● PROVIDED TEXT:

When you think “vertical”, you think top-down, and chain of command. There may not be much wiggle room, and as a result, innovation doesn’t have a space to flourish. And critical thinking can be too methodical and by-the-books.

Lateral thinking, though. Now that’s the the stuff.

It’s creative and non-sequential, which means you can try a variety of routes to address your problem–even if, at first, they seem unreasonable or silly.

The dictionary defines “lateral” as “of, at, toward, or from the side or sides”. It’s the magic of taking a secret shortcut that only locals know so you can get around standstill traffic on the main roads. It’s the kind of problem solving you’ll find in the Judgment of Solomon:

Two women came to the King with a baby, and each claimed to be its mother. King Solomon called for his guards to fetch a dagger, and said to the women, “I will cut this baby in half, so that you can each half a part of this baby.”

One woman remained silent and proud. The other, however, began weeping, and said to the King, “Please just give the baby to her.” From their reactions, it was clear that the crying woman was the baby’s mother, and he returned the child to its rightful parent.

Edward de Bono, a psychologist and physician, came up with the term “lateral thinking’ back in 1967, linking it to humor. We find most jokes funny because they connect unexpected ideas with topics we already know.

Unlike critical thinking, which seeks errors and attempts to fix them, lateral thinking is about moving from one known idea and leaping forward to create new ideas.

If you’re not quite catching on, don’t worry. I didn’t, too, when I first heard about “lateral thinking”. But this is the man who came up with the legendary six thinking hats.

Often, the most elegant solutions to our problems come when we approach the issue “sideways”.

Is creative thinking really that important for business, though?

Says de Bono, “Creative thinking empowers people by adding strength to their natural abilities, which improves creativity and innovation, which leads to increased productivity and profit. Today, better quality and better service are essential, but they are not enough. Creativity and innovation are the only engines that will drive lasting, global success.”

Why change the status quo? And what’s the point of solving a puzzle while changing half of the pieces?

Creativity can help you win, big time.

Remember when Apple first launched their iPhone? People waited for line in days to get their hands on a unit.

And remember when they first launched Siri? People soon started copying that with their own AI helpers.

Apple’s trend of constant innovation has helped separate it from other companies, so much so that it’s become the poster boy for creative innovation. Heck, it’s topped the Boston Consulting Group’s list of  The Most Innovative Companies” for 11 years in a row.

● PROBLEM A: Repeat the passage of the lateral thinking article from "Unlike critical thinking, which" to "for business, though?", word for word.

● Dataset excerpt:
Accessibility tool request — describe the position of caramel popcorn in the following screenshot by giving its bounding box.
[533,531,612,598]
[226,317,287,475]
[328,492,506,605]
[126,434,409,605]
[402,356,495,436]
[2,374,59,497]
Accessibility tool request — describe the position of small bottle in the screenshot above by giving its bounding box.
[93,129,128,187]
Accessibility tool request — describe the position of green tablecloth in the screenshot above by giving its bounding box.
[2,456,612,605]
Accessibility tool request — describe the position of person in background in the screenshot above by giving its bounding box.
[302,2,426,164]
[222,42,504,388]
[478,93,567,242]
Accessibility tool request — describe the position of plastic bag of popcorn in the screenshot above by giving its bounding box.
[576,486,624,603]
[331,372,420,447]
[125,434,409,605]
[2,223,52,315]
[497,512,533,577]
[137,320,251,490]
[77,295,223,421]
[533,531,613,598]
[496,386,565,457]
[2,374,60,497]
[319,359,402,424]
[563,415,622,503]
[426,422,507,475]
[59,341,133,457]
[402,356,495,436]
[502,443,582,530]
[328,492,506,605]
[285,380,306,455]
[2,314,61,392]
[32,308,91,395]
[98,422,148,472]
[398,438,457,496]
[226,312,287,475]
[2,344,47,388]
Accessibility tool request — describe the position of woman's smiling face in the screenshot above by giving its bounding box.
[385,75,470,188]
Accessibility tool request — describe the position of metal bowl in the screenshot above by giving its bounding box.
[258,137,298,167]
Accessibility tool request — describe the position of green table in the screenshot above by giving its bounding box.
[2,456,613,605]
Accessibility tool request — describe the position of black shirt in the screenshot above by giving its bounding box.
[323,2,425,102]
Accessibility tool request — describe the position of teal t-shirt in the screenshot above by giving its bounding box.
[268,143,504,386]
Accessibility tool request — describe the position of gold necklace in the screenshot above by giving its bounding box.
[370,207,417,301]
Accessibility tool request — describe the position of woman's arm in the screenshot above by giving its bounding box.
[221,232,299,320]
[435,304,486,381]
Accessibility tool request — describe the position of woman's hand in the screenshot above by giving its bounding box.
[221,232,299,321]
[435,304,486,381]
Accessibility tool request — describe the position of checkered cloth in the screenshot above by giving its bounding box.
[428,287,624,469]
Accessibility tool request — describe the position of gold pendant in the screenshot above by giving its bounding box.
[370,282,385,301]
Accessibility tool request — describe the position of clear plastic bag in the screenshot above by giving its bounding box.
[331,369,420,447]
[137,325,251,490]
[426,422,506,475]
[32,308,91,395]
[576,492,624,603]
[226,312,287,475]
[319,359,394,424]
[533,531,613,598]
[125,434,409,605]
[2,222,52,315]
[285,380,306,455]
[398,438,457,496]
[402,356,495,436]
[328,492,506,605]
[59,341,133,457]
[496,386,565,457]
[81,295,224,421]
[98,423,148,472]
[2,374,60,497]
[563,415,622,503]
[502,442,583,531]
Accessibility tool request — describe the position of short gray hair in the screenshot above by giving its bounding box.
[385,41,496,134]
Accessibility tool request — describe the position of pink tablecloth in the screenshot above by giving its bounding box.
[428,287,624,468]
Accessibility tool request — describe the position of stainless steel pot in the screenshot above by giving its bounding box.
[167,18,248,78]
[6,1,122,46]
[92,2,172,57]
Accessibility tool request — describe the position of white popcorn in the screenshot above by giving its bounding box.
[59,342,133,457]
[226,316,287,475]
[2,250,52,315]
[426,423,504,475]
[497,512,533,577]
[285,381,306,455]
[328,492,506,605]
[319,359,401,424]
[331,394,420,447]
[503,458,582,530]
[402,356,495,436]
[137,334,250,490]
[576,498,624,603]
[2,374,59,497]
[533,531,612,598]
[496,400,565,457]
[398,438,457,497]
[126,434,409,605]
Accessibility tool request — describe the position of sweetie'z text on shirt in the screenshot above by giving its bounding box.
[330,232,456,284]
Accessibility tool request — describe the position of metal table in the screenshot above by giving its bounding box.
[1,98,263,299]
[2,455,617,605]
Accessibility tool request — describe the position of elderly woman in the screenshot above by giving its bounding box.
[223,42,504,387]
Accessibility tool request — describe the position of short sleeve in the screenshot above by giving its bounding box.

● PROBLEM B: In the dataset excerpt, take the lines from the line with "Accessibility tool request — describe the position of short gray" to the line with "[385,41,496,134]", and rewrite them with "gray" changed to "silver" and nothing else altered.

● COMPLETE ANSWER A:
Unlike critical thinking, which seeks errors and attempts to fix them, lateral thinking is about moving from one known idea and leaping forward to create new ideas.

If you’re not quite catching on, don’t worry. I didn’t, too, when I first heard about “lateral thinking”. But this is the man who came up with the legendary six thinking hats.

Often, the most elegant solutions to our problems come when we approach the issue “sideways”.

Is creative thinking really that important for business, though?

● COMPLETE ANSWER B:
Accessibility tool request — describe the position of short silver hair in the screenshot above by giving its bounding box.
[385,41,496,134]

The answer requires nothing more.